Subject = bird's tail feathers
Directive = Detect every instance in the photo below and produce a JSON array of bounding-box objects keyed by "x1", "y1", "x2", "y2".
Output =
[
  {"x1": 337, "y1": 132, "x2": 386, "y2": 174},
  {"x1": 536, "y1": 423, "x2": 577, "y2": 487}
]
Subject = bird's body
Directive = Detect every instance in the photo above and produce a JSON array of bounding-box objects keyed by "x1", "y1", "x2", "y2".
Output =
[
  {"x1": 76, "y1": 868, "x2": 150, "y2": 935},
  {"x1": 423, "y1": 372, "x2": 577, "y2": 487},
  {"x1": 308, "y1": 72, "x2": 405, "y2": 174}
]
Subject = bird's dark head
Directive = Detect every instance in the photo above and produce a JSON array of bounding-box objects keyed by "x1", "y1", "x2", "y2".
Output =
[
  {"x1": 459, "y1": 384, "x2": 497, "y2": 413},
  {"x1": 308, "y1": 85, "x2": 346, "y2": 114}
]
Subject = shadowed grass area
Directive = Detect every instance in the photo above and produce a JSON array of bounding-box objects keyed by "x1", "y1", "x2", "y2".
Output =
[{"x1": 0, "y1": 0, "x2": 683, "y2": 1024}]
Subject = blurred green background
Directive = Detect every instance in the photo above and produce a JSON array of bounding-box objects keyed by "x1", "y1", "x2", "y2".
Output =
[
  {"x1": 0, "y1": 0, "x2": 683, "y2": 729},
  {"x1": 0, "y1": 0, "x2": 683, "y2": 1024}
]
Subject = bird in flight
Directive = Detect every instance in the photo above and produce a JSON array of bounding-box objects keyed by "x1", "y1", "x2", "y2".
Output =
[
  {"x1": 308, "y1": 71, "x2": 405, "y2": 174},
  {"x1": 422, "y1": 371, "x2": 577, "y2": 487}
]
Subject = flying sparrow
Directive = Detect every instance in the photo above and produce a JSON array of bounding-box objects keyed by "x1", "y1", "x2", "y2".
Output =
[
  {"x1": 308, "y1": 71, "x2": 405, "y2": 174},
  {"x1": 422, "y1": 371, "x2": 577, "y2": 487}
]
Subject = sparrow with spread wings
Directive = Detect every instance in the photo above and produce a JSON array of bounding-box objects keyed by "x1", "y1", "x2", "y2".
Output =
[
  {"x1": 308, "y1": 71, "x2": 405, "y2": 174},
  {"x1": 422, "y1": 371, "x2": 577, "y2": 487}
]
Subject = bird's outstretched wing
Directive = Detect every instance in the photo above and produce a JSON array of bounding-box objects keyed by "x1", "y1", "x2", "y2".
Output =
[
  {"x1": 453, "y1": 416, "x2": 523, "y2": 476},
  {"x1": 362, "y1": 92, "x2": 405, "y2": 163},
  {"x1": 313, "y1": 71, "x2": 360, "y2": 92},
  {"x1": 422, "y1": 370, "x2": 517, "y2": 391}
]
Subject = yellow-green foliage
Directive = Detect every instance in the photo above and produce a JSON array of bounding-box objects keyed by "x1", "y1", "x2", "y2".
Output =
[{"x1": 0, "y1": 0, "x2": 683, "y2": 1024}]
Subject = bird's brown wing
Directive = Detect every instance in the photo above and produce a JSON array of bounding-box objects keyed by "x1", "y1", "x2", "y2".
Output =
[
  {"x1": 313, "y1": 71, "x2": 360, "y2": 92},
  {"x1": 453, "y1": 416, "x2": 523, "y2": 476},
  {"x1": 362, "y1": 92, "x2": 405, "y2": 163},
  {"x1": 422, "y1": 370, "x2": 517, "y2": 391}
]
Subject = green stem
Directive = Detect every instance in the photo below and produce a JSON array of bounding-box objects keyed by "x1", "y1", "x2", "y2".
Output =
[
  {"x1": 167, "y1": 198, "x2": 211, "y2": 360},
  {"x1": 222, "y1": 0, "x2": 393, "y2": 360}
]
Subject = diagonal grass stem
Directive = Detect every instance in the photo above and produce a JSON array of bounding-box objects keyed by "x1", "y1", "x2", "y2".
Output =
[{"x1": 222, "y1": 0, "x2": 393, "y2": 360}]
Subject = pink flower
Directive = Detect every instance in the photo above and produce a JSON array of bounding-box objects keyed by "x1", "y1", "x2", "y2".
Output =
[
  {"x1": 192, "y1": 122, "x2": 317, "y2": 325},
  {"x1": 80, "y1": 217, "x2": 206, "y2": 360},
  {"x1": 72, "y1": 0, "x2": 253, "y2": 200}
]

☆ ☆ ☆ ☆ ☆ ☆ ☆

» **GOAL**
Extract each line from the listing above, please, and repeat it exactly.

» **FINAL RESULT**
Subject = bird's tail feathers
Directive = Detect every instance in the photo below and produce a JSON array of bounding-box objects keyed by "x1", "y1", "x2", "y2".
Output =
[
  {"x1": 337, "y1": 132, "x2": 386, "y2": 174},
  {"x1": 536, "y1": 423, "x2": 577, "y2": 487}
]
Subject = bird's body
Directive = Detect every instance in the photo above and produce a JSON array of bounding-box objects keyed by "x1", "y1", "x2", "y2".
Output =
[
  {"x1": 76, "y1": 868, "x2": 150, "y2": 935},
  {"x1": 423, "y1": 372, "x2": 577, "y2": 487},
  {"x1": 308, "y1": 72, "x2": 405, "y2": 174}
]
Subject = bird's dark head
Directive = Detect every instance in the photo above and produce a JSON array of bounding-box objects keyed by "x1", "y1", "x2", "y2".
Output =
[
  {"x1": 459, "y1": 384, "x2": 497, "y2": 413},
  {"x1": 308, "y1": 85, "x2": 346, "y2": 114}
]
Subject = shadowed grass area
Directive = Detect every instance in the photo above and produce a JSON array of bounding-box objects keyed by "x1", "y1", "x2", "y2".
Output =
[{"x1": 0, "y1": 0, "x2": 683, "y2": 1024}]
Subject = blurred green background
Directive = Detect every instance in the photo above and produce a JSON array of bounding-box objects keyed by "x1", "y1", "x2", "y2".
Output =
[
  {"x1": 0, "y1": 0, "x2": 683, "y2": 729},
  {"x1": 0, "y1": 0, "x2": 683, "y2": 1024}
]
Subject = bird in flight
Directive = Detect every instance in the photo above and produce a JSON array of bounding-box objects keyed by "x1", "y1", "x2", "y2".
Output =
[
  {"x1": 308, "y1": 71, "x2": 405, "y2": 174},
  {"x1": 422, "y1": 371, "x2": 577, "y2": 487}
]
Subject = flying sparrow
Directive = Detect every instance in the photo above and produce a JSON array of bounding-box objects keyed by "x1", "y1", "x2", "y2".
Output =
[
  {"x1": 308, "y1": 71, "x2": 405, "y2": 174},
  {"x1": 422, "y1": 371, "x2": 577, "y2": 487}
]
Subject = sparrow with spread wings
Directive = Detect every instance in the photo above and produce a JSON array of bounding-box objects keyed by "x1", "y1", "x2", "y2".
Output =
[
  {"x1": 308, "y1": 71, "x2": 405, "y2": 174},
  {"x1": 422, "y1": 371, "x2": 577, "y2": 487}
]
Subject = bird's outstretched wing
Directive = Detect every instance in the photo above and produce a JSON array of bounding-box objects keyed by "x1", "y1", "x2", "y2".
Output =
[
  {"x1": 453, "y1": 416, "x2": 523, "y2": 476},
  {"x1": 362, "y1": 92, "x2": 405, "y2": 163},
  {"x1": 313, "y1": 71, "x2": 360, "y2": 92},
  {"x1": 422, "y1": 370, "x2": 517, "y2": 391}
]
Subject = yellow-green foliage
Directive = Detect every instance in the photo above and produce a JSON array of bounding-box objects keyed by "x1", "y1", "x2", "y2".
Output =
[{"x1": 0, "y1": 0, "x2": 683, "y2": 1024}]
Subject = bird's brown wing
Directive = Detect every instance in the photo above and produce a JSON array of bounding-box objects keyed by "x1", "y1", "x2", "y2".
Output =
[
  {"x1": 313, "y1": 71, "x2": 360, "y2": 92},
  {"x1": 453, "y1": 416, "x2": 523, "y2": 476},
  {"x1": 362, "y1": 92, "x2": 405, "y2": 163},
  {"x1": 422, "y1": 370, "x2": 517, "y2": 391}
]
Subject = green stem
Directive = Detect every instance in the photo below and produce a JSON array of bounding-box objects keyed by "x1", "y1", "x2", "y2".
Output =
[
  {"x1": 167, "y1": 198, "x2": 211, "y2": 360},
  {"x1": 222, "y1": 0, "x2": 393, "y2": 360}
]
Subject = diagonal grass stem
Directive = Detect every instance in the photo above and produce a JSON array of bounding-box objects keyed by "x1", "y1", "x2", "y2".
Output =
[{"x1": 222, "y1": 0, "x2": 393, "y2": 360}]
Subject = pink flower
Directive = Detect every instance in the photo above and produce a JSON array of bounding-box objects keyed by "x1", "y1", "x2", "y2".
Output =
[
  {"x1": 192, "y1": 122, "x2": 317, "y2": 325},
  {"x1": 80, "y1": 217, "x2": 206, "y2": 360},
  {"x1": 72, "y1": 0, "x2": 253, "y2": 200}
]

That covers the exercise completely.